▶ **Collected data**
..............................

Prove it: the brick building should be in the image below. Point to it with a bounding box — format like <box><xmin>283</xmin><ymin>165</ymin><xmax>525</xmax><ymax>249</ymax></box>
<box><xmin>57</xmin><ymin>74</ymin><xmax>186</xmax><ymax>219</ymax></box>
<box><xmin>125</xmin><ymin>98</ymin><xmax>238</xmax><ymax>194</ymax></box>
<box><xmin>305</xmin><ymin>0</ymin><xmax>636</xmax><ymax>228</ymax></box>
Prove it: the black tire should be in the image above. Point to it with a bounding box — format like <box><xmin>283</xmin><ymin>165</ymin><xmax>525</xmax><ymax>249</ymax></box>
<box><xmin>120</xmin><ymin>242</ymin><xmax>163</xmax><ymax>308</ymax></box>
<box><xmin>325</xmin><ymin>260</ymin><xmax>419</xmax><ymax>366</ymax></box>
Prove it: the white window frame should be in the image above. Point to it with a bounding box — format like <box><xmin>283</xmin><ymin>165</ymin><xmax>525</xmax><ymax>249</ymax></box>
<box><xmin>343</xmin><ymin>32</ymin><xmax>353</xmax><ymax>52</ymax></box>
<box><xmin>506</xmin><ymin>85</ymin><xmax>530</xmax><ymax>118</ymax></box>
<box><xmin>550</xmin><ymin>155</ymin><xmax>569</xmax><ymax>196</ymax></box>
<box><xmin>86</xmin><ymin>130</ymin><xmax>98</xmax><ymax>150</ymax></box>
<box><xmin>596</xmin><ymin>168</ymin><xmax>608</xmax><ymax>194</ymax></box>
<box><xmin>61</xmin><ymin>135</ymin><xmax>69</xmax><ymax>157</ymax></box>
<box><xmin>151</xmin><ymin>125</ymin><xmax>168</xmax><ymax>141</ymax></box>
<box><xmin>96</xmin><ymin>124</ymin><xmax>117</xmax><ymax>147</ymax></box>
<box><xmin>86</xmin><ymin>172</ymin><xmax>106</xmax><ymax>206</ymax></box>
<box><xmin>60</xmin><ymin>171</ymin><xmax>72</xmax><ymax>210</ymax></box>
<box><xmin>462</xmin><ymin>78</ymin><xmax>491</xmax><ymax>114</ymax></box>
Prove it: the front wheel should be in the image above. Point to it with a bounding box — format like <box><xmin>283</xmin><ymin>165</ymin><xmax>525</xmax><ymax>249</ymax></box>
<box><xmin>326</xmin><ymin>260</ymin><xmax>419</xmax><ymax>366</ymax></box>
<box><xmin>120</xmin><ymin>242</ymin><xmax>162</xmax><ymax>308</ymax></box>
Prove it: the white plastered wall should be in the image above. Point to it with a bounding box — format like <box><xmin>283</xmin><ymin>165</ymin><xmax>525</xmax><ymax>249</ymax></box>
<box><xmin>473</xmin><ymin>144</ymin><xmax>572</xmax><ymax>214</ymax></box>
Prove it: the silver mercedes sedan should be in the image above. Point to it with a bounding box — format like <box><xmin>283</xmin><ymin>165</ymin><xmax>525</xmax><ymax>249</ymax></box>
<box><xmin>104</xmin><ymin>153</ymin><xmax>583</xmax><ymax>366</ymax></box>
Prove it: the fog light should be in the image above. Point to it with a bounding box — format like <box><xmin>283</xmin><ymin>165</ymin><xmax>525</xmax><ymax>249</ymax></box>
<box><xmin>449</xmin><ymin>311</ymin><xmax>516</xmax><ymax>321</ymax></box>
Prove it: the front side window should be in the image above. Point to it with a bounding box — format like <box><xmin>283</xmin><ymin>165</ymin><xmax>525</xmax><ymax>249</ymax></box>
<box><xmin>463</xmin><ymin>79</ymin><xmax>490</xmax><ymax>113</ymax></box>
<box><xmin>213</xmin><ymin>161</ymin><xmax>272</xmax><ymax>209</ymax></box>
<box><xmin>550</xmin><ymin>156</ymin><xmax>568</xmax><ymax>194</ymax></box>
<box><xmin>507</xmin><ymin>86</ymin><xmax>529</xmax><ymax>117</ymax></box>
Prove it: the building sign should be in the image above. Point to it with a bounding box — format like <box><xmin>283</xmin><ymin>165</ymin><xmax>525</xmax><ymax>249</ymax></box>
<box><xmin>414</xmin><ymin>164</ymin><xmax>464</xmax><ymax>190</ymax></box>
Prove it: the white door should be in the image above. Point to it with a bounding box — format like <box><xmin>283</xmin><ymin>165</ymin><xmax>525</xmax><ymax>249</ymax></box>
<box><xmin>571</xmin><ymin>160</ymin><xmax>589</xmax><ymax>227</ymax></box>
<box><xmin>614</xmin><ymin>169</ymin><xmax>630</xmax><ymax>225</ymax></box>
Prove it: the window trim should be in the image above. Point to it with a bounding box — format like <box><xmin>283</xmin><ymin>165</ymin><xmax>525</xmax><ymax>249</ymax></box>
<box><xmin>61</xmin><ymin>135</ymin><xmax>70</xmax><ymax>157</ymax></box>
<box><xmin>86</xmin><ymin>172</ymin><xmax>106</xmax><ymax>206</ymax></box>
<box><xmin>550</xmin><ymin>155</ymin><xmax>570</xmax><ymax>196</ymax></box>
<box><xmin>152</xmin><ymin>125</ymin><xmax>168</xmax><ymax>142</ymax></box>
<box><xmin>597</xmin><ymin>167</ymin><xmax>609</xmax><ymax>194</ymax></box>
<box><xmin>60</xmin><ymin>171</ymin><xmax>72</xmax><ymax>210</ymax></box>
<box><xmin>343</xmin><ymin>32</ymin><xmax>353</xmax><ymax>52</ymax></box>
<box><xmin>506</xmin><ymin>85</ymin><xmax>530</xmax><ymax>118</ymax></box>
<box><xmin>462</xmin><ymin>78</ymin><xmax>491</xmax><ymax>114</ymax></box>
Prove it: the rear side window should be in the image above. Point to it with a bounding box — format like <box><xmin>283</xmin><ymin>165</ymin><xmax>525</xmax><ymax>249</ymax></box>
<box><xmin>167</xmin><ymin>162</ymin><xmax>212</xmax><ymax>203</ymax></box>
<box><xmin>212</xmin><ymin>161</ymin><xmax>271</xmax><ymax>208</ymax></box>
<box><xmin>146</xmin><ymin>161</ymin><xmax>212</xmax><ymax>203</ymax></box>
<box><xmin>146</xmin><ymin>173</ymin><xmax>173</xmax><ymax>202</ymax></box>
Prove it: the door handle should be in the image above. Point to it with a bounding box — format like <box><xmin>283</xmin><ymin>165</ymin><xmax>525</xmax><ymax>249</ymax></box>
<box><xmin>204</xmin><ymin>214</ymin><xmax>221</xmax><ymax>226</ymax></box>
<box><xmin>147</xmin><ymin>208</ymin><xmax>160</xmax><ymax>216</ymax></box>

..............................

▶ **Directions**
What is needed is an exact, complete copy of the entries above.

▶ **Solved exercise**
Prove it: the brick building should be in the image below. Point to it with a bounding box — format like <box><xmin>283</xmin><ymin>165</ymin><xmax>525</xmax><ymax>249</ymax></box>
<box><xmin>57</xmin><ymin>74</ymin><xmax>186</xmax><ymax>219</ymax></box>
<box><xmin>125</xmin><ymin>98</ymin><xmax>238</xmax><ymax>194</ymax></box>
<box><xmin>305</xmin><ymin>0</ymin><xmax>636</xmax><ymax>228</ymax></box>
Prove it: the black tire should be in the image above. Point to it with a bounding box — format like <box><xmin>283</xmin><ymin>165</ymin><xmax>525</xmax><ymax>249</ymax></box>
<box><xmin>120</xmin><ymin>242</ymin><xmax>163</xmax><ymax>308</ymax></box>
<box><xmin>325</xmin><ymin>260</ymin><xmax>419</xmax><ymax>366</ymax></box>
Prove it: the white window frame should be in the image above. Point to it with a bounding box — format like <box><xmin>283</xmin><ymin>165</ymin><xmax>525</xmax><ymax>249</ymax></box>
<box><xmin>343</xmin><ymin>32</ymin><xmax>353</xmax><ymax>52</ymax></box>
<box><xmin>506</xmin><ymin>85</ymin><xmax>530</xmax><ymax>118</ymax></box>
<box><xmin>550</xmin><ymin>155</ymin><xmax>569</xmax><ymax>196</ymax></box>
<box><xmin>86</xmin><ymin>130</ymin><xmax>98</xmax><ymax>150</ymax></box>
<box><xmin>596</xmin><ymin>168</ymin><xmax>608</xmax><ymax>194</ymax></box>
<box><xmin>61</xmin><ymin>135</ymin><xmax>69</xmax><ymax>157</ymax></box>
<box><xmin>151</xmin><ymin>125</ymin><xmax>168</xmax><ymax>141</ymax></box>
<box><xmin>96</xmin><ymin>124</ymin><xmax>117</xmax><ymax>147</ymax></box>
<box><xmin>86</xmin><ymin>172</ymin><xmax>106</xmax><ymax>206</ymax></box>
<box><xmin>60</xmin><ymin>171</ymin><xmax>72</xmax><ymax>210</ymax></box>
<box><xmin>462</xmin><ymin>78</ymin><xmax>491</xmax><ymax>114</ymax></box>
Prove it: the front wheel should be in the image above. Point to it with a bounding box — format like <box><xmin>283</xmin><ymin>165</ymin><xmax>525</xmax><ymax>249</ymax></box>
<box><xmin>326</xmin><ymin>260</ymin><xmax>419</xmax><ymax>366</ymax></box>
<box><xmin>120</xmin><ymin>242</ymin><xmax>162</xmax><ymax>308</ymax></box>
Prove it: the white plastered wall should be in the image above. Point to it with a bounding box — format like <box><xmin>283</xmin><ymin>165</ymin><xmax>525</xmax><ymax>249</ymax></box>
<box><xmin>473</xmin><ymin>144</ymin><xmax>572</xmax><ymax>214</ymax></box>
Prove it: the silver mercedes sedan should be in the image above. Point to it with a bounding box — format like <box><xmin>283</xmin><ymin>165</ymin><xmax>525</xmax><ymax>249</ymax></box>
<box><xmin>104</xmin><ymin>153</ymin><xmax>583</xmax><ymax>366</ymax></box>
Prove it: the fog light should be in the image above. Point to it with a bounding box — format like <box><xmin>283</xmin><ymin>165</ymin><xmax>525</xmax><ymax>249</ymax></box>
<box><xmin>449</xmin><ymin>311</ymin><xmax>516</xmax><ymax>321</ymax></box>
Prove it: the front side window should be in the image above. Point to it with a bounding box — format like <box><xmin>283</xmin><ymin>165</ymin><xmax>525</xmax><ymax>249</ymax></box>
<box><xmin>463</xmin><ymin>79</ymin><xmax>490</xmax><ymax>113</ymax></box>
<box><xmin>213</xmin><ymin>161</ymin><xmax>272</xmax><ymax>209</ymax></box>
<box><xmin>550</xmin><ymin>156</ymin><xmax>568</xmax><ymax>194</ymax></box>
<box><xmin>507</xmin><ymin>86</ymin><xmax>529</xmax><ymax>117</ymax></box>
Prove it: the building sign should be in the image above. Point to it with a bounding box — format like <box><xmin>283</xmin><ymin>165</ymin><xmax>525</xmax><ymax>249</ymax></box>
<box><xmin>414</xmin><ymin>164</ymin><xmax>464</xmax><ymax>190</ymax></box>
Prove it: the white door should be in the image above. Point to it with a bounding box — format like <box><xmin>283</xmin><ymin>165</ymin><xmax>525</xmax><ymax>249</ymax></box>
<box><xmin>571</xmin><ymin>160</ymin><xmax>589</xmax><ymax>227</ymax></box>
<box><xmin>614</xmin><ymin>169</ymin><xmax>630</xmax><ymax>225</ymax></box>
Prove it: the window trim should be in the image above. Point to it with a bounding box — format like <box><xmin>283</xmin><ymin>165</ymin><xmax>525</xmax><ymax>249</ymax></box>
<box><xmin>61</xmin><ymin>135</ymin><xmax>70</xmax><ymax>157</ymax></box>
<box><xmin>86</xmin><ymin>172</ymin><xmax>106</xmax><ymax>206</ymax></box>
<box><xmin>550</xmin><ymin>155</ymin><xmax>570</xmax><ymax>196</ymax></box>
<box><xmin>152</xmin><ymin>125</ymin><xmax>168</xmax><ymax>142</ymax></box>
<box><xmin>597</xmin><ymin>167</ymin><xmax>609</xmax><ymax>194</ymax></box>
<box><xmin>60</xmin><ymin>171</ymin><xmax>72</xmax><ymax>210</ymax></box>
<box><xmin>343</xmin><ymin>32</ymin><xmax>353</xmax><ymax>52</ymax></box>
<box><xmin>506</xmin><ymin>85</ymin><xmax>530</xmax><ymax>118</ymax></box>
<box><xmin>462</xmin><ymin>78</ymin><xmax>491</xmax><ymax>114</ymax></box>
Prove it: the rear side window should be in the image above. Point to it with a bounding box — format like <box><xmin>283</xmin><ymin>165</ymin><xmax>525</xmax><ymax>249</ymax></box>
<box><xmin>167</xmin><ymin>162</ymin><xmax>212</xmax><ymax>203</ymax></box>
<box><xmin>212</xmin><ymin>161</ymin><xmax>271</xmax><ymax>208</ymax></box>
<box><xmin>146</xmin><ymin>161</ymin><xmax>212</xmax><ymax>203</ymax></box>
<box><xmin>146</xmin><ymin>173</ymin><xmax>173</xmax><ymax>202</ymax></box>
Prove it: the door handle should be in the image above. Point to it with a bounding box — format like <box><xmin>283</xmin><ymin>165</ymin><xmax>525</xmax><ymax>249</ymax></box>
<box><xmin>204</xmin><ymin>214</ymin><xmax>221</xmax><ymax>226</ymax></box>
<box><xmin>147</xmin><ymin>208</ymin><xmax>160</xmax><ymax>216</ymax></box>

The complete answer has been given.